---------- TEXTE À LIRE
C’est la France qui a initié le règlement européen sur les médicaments orphelins en 1996, sous présidence française de l’Union européenne. C’est Simone Veil, ministre de la Santé, qui l’a introduit, à partir du travail effectué par Annie Wolf dans son ministère. Ce règlement a été adopté en 1999 grâce à son rapporteur Françoise Grossetête. à l’époque, une mission « médicaments orphelins et médicaments pédiatriques » avait été placée entre le cabinet ministériel et les services du ministère de la Santé. Il est regrettable que cette bonne méthode n’existe plus pour le Plan national maladies rares.
--------------------
---------- ENREGISTREMENTS
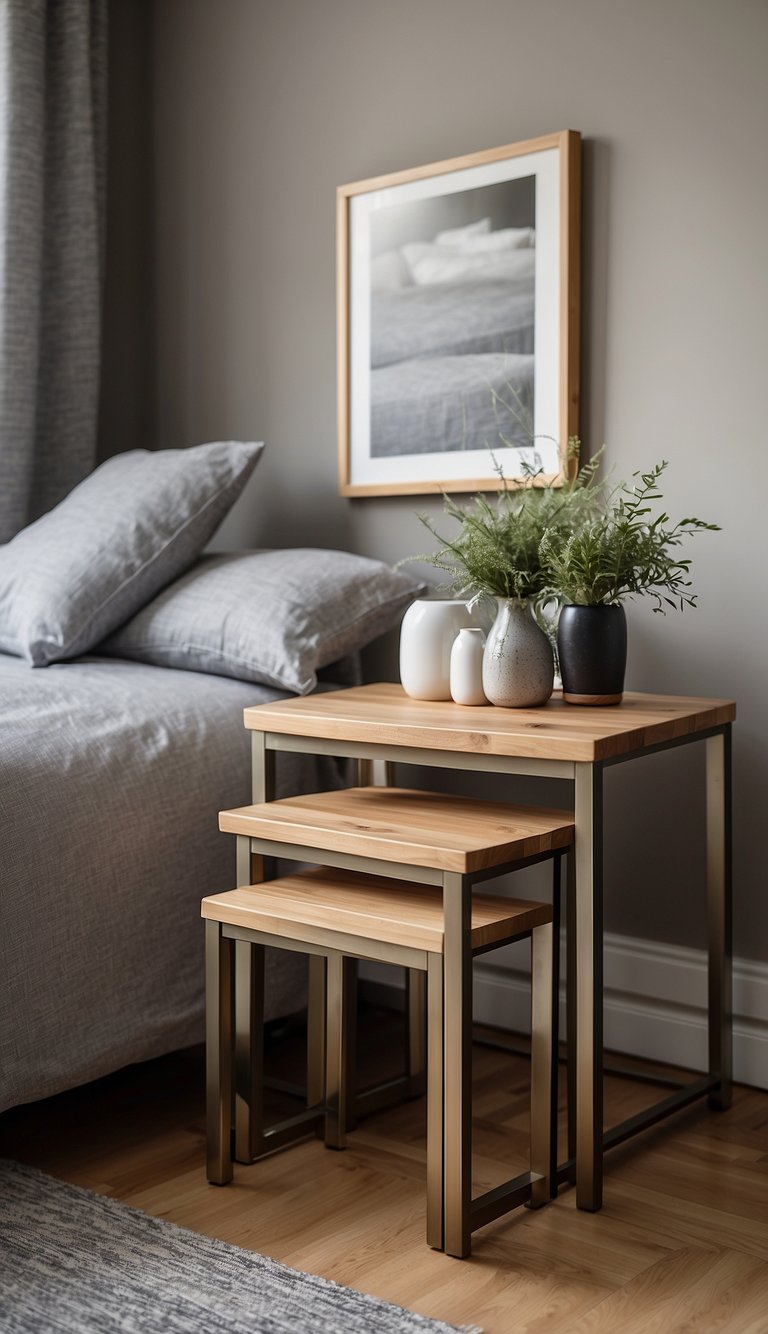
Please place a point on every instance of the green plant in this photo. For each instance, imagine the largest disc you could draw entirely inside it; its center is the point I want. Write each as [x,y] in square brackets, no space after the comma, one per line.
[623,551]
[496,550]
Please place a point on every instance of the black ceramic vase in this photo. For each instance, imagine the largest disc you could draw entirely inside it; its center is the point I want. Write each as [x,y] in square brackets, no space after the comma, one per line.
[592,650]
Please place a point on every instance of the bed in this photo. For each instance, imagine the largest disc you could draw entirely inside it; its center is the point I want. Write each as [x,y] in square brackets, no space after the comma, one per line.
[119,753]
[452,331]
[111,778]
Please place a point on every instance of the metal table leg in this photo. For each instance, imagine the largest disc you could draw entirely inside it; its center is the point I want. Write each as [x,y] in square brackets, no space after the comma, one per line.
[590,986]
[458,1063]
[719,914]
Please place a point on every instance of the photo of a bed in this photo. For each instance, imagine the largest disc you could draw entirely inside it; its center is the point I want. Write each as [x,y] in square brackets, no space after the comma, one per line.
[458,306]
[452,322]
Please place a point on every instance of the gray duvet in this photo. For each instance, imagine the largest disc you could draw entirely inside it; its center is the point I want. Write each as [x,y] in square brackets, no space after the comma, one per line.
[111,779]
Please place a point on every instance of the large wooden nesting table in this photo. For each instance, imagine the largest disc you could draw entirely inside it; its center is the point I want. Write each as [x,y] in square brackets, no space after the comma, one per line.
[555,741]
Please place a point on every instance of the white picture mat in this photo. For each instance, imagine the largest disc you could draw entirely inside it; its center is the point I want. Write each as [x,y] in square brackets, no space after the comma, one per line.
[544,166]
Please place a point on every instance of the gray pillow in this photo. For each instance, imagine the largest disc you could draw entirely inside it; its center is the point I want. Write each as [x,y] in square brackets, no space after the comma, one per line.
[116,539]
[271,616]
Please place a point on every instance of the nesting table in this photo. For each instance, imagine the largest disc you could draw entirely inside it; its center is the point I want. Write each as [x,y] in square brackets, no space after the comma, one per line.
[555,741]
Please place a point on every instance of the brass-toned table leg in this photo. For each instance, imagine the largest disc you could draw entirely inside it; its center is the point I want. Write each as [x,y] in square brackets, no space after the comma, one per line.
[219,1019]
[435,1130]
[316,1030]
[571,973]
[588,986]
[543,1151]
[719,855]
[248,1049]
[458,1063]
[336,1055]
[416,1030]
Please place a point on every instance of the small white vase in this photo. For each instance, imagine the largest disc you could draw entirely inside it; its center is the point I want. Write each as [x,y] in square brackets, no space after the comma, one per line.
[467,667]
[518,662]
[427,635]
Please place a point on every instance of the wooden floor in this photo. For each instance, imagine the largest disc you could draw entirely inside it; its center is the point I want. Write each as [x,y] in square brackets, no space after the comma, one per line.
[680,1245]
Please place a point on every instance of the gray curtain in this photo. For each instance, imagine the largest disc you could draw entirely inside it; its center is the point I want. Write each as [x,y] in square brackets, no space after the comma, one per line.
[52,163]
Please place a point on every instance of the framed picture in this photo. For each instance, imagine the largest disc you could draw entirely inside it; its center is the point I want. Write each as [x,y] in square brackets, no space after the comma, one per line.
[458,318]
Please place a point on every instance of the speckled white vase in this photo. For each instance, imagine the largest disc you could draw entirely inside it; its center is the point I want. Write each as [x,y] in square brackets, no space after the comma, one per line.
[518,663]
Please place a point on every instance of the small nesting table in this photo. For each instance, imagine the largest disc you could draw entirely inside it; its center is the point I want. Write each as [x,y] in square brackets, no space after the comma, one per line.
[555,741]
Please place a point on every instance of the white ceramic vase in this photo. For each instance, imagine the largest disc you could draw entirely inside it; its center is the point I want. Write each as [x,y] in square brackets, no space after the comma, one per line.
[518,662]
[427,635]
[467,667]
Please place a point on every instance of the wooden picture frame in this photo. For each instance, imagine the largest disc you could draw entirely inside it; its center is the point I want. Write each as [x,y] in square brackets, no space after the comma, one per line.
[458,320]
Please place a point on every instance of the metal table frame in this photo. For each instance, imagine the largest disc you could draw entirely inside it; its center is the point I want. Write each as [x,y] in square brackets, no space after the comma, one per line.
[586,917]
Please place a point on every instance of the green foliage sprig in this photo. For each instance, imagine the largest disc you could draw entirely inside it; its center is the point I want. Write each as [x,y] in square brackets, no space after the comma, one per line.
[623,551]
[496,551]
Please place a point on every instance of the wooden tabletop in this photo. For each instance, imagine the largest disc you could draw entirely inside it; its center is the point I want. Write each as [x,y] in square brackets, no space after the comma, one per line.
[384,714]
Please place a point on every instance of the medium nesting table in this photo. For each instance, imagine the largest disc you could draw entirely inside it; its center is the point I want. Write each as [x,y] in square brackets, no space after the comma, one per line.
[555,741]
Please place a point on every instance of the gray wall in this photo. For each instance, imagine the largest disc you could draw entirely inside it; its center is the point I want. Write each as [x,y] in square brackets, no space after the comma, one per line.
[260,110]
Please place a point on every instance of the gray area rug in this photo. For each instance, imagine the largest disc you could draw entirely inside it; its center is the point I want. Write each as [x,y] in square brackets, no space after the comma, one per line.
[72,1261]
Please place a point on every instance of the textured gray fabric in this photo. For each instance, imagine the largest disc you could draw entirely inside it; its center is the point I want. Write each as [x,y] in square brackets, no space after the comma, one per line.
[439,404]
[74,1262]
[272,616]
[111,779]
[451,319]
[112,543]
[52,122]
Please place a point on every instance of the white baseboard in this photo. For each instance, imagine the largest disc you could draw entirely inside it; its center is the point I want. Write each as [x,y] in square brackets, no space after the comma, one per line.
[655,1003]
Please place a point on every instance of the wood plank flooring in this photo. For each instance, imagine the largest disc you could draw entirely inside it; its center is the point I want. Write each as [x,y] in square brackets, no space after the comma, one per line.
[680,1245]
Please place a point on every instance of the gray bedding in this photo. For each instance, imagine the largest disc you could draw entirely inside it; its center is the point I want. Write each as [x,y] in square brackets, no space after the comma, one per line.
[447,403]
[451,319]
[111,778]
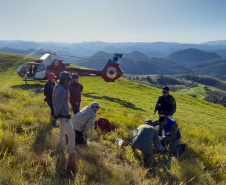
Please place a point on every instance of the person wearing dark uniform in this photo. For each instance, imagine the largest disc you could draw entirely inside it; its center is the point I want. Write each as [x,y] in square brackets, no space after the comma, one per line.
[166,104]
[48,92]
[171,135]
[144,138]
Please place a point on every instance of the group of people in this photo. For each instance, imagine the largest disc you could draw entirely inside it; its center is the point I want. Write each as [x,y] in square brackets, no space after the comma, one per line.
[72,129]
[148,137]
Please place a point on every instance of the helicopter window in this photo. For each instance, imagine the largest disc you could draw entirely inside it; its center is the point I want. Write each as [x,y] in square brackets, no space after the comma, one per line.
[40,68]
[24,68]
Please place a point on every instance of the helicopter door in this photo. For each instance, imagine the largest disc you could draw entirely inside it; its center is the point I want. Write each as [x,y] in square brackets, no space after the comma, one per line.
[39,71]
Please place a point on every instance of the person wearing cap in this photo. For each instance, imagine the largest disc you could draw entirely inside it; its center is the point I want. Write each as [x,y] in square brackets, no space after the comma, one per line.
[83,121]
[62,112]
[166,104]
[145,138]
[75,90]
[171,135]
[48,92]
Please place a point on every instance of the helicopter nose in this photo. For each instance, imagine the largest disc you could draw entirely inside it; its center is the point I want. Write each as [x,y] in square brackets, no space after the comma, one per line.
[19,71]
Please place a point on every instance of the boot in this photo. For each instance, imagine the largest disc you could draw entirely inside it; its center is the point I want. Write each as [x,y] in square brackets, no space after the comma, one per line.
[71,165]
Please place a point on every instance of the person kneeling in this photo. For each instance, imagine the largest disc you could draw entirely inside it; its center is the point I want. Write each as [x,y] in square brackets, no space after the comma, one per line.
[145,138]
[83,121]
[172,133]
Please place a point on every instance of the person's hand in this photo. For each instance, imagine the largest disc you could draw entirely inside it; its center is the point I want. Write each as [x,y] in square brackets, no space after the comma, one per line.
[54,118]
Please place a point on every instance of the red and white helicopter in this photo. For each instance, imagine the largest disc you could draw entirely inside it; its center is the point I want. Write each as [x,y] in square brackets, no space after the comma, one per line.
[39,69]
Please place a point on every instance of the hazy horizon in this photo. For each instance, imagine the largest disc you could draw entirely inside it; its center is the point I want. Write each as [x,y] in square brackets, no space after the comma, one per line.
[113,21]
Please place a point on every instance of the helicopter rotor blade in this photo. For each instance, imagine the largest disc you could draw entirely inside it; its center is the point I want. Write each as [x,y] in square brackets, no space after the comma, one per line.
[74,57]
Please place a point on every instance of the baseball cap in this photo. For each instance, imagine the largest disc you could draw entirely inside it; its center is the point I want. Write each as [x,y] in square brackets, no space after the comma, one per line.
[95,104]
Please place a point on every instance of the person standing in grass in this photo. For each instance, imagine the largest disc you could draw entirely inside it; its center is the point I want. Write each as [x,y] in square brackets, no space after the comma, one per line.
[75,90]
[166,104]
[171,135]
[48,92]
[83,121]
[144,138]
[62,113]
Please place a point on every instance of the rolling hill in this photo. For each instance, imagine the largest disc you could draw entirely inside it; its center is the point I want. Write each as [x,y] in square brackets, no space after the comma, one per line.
--------------------
_CONSIGNE 1_
D'après le texte sur les médicaments orphelins, en quelle année le règlement européen a-t-il été adopté ?
_CONSIGNE 2_
Reprenez le texte sur les médicaments orphelins après sa dernière phrase et poursuivez-le, s'il vous plaît.

_RÉPONSE 1_
En 1999.

_RÉPONSE 2_
En 2006, c’est aussi la France qui avait initié un règlement sur l’usage pédiatrique des médicaments et qui l’avait porté. C’est à nouveau Françoise Grossetête qui était rapporteur au Parlement européen. à nouveau, les associations de maladies rares se trouvaient en première ligne pour promouvoir ce règlement, contrairement à ce qui s’est passé aux états-Unis oú il s’agissait plutôt des associations contre le cancer et le sida. L’année suivante, a été adopté le règlement sur les thérapies avancées, c’est-à-dire les thérapies géniques et cellulaires. Nous nous sommes battus en première ligne, car les fausses idées reçues étaient nombreuses.
Les associations de patients ont pu promouvoir ces trois règlements grâce au soutien de l’AFM-Téléthon et à ses bénévoles, qui ont financé 100 % de leur action de revendication.
Au cours de cette période, en 1997, la base d’information Orphanet est créée. Il s’agit aujourd’hui de la référence mondiale dans le champ de la connaissance des maladies rares.
Le mouvement européen d’associations de patients Eurordis a été créé la même année en France, par quatre associations françaises; l’AFM-Téléthon, Vaincre la mucoviscidose, AIDES et la Ligue Nationale contre le Cancer. Aujourd’hui, nous regroupons 800 associations dans toute l’Europe.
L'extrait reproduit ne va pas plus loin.